Problem to solve: Below are records; copy exactly the line containing "stack of vegetable." and every line after it, through the last.

(Saved entries)
"""
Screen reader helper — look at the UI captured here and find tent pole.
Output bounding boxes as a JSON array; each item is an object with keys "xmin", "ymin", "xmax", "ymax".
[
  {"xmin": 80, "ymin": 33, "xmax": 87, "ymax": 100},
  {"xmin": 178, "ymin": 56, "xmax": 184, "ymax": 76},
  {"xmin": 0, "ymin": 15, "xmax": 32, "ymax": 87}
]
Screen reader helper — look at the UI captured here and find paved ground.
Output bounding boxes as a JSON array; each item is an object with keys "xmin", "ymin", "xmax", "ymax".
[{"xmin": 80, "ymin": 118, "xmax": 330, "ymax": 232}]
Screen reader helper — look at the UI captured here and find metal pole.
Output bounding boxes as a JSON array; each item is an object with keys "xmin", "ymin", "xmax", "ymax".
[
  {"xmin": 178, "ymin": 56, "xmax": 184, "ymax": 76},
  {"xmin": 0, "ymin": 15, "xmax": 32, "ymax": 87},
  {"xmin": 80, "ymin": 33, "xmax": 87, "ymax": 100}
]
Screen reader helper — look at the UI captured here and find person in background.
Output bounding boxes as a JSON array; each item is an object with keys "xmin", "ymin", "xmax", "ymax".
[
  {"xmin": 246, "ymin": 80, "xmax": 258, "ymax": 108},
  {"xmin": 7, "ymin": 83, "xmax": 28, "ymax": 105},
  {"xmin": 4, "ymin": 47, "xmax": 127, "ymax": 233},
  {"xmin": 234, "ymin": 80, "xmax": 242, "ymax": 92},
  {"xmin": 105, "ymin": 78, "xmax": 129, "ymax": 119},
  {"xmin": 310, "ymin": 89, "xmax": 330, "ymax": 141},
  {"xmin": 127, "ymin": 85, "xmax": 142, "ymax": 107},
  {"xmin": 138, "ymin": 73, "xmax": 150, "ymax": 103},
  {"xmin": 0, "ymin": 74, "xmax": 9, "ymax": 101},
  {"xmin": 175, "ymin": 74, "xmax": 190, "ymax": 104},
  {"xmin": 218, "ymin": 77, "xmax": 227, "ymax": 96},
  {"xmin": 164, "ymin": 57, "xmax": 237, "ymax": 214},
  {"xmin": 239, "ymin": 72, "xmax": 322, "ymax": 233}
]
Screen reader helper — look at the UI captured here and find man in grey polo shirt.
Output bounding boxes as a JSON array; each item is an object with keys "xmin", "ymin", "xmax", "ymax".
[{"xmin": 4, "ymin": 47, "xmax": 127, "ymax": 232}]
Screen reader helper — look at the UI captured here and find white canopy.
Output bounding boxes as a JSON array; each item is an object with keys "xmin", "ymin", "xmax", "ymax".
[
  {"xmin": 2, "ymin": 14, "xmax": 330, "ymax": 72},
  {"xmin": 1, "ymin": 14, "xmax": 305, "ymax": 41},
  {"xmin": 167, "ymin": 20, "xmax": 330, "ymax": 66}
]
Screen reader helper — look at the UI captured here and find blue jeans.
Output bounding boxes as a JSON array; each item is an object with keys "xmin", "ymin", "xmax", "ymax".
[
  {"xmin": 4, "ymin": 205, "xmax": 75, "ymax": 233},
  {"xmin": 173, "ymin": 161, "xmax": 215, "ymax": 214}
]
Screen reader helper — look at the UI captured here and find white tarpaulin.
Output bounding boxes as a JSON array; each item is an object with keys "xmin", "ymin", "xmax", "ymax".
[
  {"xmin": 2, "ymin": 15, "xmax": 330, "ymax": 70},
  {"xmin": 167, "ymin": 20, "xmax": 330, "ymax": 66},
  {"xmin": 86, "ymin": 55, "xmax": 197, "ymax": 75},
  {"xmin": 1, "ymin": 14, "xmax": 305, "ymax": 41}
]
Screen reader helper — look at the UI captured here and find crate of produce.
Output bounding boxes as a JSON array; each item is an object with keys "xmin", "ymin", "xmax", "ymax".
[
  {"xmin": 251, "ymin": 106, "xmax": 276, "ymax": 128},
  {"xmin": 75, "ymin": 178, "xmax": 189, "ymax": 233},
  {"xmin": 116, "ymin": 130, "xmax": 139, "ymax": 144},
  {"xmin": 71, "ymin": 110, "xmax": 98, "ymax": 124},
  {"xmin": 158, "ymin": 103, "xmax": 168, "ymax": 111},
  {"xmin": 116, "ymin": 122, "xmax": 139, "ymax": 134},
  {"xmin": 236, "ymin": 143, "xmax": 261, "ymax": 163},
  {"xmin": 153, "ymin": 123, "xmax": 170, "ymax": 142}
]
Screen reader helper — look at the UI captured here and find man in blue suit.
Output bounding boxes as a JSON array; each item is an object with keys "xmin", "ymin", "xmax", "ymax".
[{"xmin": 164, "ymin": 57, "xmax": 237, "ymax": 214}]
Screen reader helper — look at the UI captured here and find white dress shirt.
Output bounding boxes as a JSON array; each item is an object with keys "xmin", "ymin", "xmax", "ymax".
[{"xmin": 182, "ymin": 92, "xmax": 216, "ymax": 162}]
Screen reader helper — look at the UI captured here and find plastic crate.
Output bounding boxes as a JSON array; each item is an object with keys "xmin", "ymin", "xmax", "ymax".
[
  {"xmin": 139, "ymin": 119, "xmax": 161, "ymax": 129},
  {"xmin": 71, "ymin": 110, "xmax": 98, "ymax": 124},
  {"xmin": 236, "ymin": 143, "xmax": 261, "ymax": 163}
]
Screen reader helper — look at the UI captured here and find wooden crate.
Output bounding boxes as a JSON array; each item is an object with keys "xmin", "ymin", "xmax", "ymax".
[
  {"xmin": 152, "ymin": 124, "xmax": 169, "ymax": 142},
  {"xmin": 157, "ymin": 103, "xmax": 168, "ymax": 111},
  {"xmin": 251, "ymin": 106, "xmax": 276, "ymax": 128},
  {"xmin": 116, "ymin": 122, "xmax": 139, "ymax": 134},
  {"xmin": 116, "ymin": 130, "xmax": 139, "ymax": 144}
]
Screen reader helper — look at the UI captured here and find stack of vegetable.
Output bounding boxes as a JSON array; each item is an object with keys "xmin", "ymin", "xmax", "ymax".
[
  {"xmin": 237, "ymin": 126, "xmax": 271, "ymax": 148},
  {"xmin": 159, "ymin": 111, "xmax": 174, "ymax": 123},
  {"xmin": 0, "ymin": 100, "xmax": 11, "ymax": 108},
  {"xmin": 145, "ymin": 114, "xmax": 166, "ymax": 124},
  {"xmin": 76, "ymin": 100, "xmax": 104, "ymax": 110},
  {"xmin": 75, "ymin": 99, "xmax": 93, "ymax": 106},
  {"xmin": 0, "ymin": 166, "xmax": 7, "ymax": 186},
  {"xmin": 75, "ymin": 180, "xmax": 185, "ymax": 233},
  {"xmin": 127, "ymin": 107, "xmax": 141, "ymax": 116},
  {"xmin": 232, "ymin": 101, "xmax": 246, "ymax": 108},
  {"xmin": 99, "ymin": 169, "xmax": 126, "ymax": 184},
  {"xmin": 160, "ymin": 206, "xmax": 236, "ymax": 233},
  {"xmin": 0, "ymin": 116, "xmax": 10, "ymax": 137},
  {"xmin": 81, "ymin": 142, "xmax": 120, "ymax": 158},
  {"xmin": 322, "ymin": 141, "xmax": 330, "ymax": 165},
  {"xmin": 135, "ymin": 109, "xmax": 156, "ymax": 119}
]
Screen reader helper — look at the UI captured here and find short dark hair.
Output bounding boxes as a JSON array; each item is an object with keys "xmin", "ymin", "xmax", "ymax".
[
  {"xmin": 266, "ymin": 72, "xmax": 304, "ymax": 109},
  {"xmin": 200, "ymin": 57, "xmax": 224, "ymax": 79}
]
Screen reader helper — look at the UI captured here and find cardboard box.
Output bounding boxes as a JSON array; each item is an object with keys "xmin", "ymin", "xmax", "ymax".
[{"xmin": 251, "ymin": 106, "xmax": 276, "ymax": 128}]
"""
The answer:
Screen reader helper — look at the UI captured here and find stack of vegetable.
Output bounding boxes as a JSON array; each item is an object with keys "xmin", "ymin", "xmax", "ymax".
[
  {"xmin": 237, "ymin": 126, "xmax": 271, "ymax": 148},
  {"xmin": 159, "ymin": 111, "xmax": 174, "ymax": 123},
  {"xmin": 0, "ymin": 100, "xmax": 11, "ymax": 108},
  {"xmin": 145, "ymin": 114, "xmax": 166, "ymax": 124},
  {"xmin": 76, "ymin": 100, "xmax": 104, "ymax": 110},
  {"xmin": 75, "ymin": 99, "xmax": 93, "ymax": 106},
  {"xmin": 0, "ymin": 166, "xmax": 7, "ymax": 186},
  {"xmin": 75, "ymin": 180, "xmax": 185, "ymax": 233},
  {"xmin": 127, "ymin": 107, "xmax": 141, "ymax": 116},
  {"xmin": 232, "ymin": 101, "xmax": 246, "ymax": 108},
  {"xmin": 99, "ymin": 169, "xmax": 126, "ymax": 184},
  {"xmin": 160, "ymin": 206, "xmax": 236, "ymax": 233},
  {"xmin": 0, "ymin": 116, "xmax": 10, "ymax": 137},
  {"xmin": 81, "ymin": 142, "xmax": 120, "ymax": 158},
  {"xmin": 322, "ymin": 141, "xmax": 330, "ymax": 165},
  {"xmin": 135, "ymin": 109, "xmax": 156, "ymax": 119}
]
Screen reader helper — look at the UI captured here and find short dark hair.
Output bounding boxes as a JSON array; each item is an object with keys "xmin", "ymin", "xmax", "ymax".
[
  {"xmin": 266, "ymin": 72, "xmax": 304, "ymax": 109},
  {"xmin": 200, "ymin": 57, "xmax": 224, "ymax": 79}
]
Screen reader helper — look at the UI captured here and find cardboard box.
Output bounding boxes as a JSON array; each item is an object with keys "xmin", "ymin", "xmax", "ymax".
[{"xmin": 251, "ymin": 106, "xmax": 276, "ymax": 128}]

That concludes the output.